(Named object pointing entries)
---

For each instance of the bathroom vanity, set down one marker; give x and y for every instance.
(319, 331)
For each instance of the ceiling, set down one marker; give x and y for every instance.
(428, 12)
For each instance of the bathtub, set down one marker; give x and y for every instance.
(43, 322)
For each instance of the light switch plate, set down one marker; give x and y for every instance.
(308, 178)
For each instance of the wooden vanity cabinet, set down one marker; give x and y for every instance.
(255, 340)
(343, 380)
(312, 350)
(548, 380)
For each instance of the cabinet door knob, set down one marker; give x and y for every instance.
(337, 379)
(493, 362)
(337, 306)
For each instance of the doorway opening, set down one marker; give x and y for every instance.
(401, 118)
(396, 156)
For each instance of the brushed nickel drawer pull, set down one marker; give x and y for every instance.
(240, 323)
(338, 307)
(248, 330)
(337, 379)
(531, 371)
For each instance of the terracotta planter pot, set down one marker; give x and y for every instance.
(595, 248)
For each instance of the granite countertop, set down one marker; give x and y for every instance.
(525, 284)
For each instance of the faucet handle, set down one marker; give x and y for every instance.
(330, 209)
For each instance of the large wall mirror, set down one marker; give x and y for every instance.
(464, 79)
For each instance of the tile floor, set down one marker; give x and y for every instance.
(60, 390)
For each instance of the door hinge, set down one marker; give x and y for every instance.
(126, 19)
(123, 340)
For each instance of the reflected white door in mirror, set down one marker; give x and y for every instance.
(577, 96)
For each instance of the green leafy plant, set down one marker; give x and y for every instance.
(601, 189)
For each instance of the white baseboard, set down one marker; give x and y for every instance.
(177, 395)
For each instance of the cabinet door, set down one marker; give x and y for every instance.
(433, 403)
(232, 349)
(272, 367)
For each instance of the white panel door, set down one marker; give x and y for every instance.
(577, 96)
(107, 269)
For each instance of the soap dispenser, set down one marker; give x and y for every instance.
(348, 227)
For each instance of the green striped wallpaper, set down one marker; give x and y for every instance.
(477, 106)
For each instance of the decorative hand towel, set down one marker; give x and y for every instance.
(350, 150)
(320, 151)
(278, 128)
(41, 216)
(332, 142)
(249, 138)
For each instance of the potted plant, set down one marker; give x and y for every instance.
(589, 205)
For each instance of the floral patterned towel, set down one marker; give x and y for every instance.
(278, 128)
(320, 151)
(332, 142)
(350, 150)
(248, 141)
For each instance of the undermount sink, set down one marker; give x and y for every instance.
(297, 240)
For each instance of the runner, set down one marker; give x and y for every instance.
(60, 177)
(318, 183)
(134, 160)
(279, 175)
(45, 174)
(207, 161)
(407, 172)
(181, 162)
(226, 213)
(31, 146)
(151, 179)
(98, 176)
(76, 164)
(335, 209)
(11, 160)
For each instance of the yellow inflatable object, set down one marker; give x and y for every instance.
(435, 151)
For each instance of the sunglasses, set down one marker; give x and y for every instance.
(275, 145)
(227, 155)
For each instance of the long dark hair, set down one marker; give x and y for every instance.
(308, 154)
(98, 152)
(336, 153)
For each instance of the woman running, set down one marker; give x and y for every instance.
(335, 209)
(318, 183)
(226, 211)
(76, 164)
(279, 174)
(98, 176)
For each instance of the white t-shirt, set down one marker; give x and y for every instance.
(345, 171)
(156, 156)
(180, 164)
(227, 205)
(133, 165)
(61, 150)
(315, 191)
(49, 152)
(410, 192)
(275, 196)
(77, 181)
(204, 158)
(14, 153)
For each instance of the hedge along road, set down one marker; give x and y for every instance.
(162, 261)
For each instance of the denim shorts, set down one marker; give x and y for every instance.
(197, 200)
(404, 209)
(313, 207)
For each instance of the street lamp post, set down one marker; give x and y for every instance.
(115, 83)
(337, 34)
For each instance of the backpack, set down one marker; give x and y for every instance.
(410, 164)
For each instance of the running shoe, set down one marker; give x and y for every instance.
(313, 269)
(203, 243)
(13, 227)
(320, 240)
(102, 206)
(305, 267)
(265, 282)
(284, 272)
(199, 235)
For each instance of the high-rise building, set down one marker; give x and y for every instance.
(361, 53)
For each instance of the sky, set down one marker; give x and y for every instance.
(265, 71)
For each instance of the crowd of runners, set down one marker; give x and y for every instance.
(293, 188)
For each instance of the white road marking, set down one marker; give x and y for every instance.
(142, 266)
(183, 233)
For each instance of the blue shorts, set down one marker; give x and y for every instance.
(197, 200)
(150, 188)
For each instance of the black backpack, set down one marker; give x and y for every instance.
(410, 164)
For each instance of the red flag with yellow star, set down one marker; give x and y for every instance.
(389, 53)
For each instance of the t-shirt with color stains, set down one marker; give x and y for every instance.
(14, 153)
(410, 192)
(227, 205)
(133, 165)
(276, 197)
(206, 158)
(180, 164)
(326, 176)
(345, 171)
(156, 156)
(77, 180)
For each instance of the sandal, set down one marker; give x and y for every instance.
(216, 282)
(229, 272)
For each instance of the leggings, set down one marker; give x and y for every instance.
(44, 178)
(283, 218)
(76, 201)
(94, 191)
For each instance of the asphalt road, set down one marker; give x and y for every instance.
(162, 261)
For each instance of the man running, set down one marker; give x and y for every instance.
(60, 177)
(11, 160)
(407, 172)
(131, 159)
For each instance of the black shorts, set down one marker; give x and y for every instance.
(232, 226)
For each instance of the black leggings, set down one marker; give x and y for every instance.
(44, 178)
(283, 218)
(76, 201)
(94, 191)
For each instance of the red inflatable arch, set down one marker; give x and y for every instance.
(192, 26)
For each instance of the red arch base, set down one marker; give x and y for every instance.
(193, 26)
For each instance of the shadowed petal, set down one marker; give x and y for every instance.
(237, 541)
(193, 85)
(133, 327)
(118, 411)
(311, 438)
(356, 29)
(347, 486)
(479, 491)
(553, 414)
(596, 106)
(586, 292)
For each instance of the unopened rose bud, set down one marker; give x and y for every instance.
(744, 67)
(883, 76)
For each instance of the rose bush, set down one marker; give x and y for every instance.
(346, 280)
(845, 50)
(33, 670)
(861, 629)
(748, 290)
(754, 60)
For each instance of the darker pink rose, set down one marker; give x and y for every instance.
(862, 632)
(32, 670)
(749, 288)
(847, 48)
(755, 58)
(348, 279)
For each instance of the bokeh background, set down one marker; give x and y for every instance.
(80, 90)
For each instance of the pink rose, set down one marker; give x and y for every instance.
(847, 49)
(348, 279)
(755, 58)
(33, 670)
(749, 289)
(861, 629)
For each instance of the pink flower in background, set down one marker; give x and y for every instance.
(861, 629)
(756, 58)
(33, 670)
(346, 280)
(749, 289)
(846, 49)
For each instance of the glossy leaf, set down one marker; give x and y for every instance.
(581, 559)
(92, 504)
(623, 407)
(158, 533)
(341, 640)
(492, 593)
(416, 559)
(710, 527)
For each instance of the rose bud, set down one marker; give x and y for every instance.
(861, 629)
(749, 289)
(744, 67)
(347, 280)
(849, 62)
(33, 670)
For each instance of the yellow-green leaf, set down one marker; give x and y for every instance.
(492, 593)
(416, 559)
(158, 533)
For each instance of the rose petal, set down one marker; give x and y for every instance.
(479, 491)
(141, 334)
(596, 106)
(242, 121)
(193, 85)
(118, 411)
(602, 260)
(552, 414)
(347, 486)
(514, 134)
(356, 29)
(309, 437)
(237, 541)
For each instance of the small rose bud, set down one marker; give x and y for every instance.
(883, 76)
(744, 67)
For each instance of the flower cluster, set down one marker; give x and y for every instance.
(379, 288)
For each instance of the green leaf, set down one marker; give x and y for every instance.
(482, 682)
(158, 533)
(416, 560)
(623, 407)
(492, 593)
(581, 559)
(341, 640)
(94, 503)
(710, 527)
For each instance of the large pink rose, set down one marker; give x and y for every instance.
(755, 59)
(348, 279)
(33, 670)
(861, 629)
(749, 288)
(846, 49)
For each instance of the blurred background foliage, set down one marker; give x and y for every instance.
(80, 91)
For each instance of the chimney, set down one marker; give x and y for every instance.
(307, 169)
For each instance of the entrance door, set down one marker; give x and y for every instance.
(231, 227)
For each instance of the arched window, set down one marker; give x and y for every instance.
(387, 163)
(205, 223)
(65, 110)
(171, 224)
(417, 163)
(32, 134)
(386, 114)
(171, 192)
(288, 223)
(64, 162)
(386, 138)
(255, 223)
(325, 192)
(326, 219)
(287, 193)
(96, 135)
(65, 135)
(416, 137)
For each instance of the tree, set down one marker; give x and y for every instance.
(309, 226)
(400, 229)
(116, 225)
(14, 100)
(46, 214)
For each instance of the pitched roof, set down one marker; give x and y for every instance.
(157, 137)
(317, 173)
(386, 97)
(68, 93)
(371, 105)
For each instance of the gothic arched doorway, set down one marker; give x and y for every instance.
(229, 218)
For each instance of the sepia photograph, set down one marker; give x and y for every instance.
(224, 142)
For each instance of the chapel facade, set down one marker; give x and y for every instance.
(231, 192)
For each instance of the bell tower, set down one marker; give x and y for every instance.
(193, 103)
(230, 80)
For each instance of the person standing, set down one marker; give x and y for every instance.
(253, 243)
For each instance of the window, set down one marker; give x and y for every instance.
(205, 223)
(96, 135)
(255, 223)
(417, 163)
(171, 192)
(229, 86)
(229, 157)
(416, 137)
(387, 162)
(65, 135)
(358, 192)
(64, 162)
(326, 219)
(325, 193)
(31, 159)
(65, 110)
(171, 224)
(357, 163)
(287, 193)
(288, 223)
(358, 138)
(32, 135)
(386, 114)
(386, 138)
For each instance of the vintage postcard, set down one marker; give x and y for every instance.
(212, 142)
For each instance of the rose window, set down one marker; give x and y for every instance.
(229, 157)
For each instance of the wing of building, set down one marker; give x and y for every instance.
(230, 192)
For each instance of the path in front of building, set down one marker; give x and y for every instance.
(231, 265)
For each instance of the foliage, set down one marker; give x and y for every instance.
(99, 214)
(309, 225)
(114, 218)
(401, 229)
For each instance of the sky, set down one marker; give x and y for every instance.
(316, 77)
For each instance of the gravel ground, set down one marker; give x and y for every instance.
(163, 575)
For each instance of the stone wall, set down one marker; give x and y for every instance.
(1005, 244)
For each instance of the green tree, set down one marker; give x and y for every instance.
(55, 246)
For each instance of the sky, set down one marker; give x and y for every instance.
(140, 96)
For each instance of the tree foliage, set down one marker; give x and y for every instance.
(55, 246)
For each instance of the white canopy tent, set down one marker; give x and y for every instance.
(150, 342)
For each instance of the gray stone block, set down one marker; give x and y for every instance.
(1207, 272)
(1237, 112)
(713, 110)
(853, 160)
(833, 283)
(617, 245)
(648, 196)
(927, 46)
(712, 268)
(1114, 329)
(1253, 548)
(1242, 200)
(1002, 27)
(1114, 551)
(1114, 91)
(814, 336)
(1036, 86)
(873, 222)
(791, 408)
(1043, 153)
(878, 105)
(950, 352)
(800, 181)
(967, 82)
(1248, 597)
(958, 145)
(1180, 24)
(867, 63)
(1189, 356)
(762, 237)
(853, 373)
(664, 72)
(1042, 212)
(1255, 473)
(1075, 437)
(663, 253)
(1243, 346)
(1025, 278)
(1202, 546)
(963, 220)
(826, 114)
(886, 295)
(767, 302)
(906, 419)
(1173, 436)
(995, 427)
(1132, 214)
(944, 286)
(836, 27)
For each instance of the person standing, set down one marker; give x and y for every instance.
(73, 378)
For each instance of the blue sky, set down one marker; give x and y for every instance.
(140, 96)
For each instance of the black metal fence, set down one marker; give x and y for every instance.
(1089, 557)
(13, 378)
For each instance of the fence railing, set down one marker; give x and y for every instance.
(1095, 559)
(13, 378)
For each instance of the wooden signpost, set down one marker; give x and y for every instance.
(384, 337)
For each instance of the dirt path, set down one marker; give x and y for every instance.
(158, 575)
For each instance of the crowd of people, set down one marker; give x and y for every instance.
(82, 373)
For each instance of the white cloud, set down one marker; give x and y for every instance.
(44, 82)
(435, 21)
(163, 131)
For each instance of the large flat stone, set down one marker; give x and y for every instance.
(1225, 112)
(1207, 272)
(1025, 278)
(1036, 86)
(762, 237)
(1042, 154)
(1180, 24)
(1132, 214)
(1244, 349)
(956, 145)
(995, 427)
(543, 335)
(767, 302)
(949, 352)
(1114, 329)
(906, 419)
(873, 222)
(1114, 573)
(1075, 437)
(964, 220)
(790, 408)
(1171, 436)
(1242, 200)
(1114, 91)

---

## Request:
Each line from the one containing "For each instance of the blue sky, set" to the final line of the entries above must be returned exactly, and no other line may appear.

## Response below:
For each instance of the blue sky, set down one marker; give x and y for every instance.
(140, 96)
For each instance of the black metal fence, set down one marker; give x and y for every instance.
(1089, 557)
(13, 378)
For each instance of the fence railing, set down one marker; give x and y for every instance.
(1095, 559)
(13, 378)
For each instance of the wooden signpost, set down one marker; give x and y for every instance.
(384, 337)
For each instance of the dirt path, set down one marker; give x and y for every instance.
(158, 575)
For each instance of the crowd of people, set down one marker; give x and y for every instance.
(82, 373)
For each instance of the white cloud, set down one marker; give x and y for every instance.
(44, 82)
(435, 21)
(163, 131)
For each instance of the large flat stone, set down one marker; give x and y for every instance.
(1225, 112)
(1207, 272)
(1025, 278)
(1036, 86)
(762, 237)
(1042, 154)
(1180, 24)
(1132, 214)
(1244, 349)
(956, 145)
(995, 427)
(543, 335)
(767, 302)
(949, 352)
(1114, 329)
(906, 419)
(873, 222)
(1114, 573)
(1075, 437)
(964, 220)
(790, 408)
(1171, 436)
(1242, 200)
(1114, 91)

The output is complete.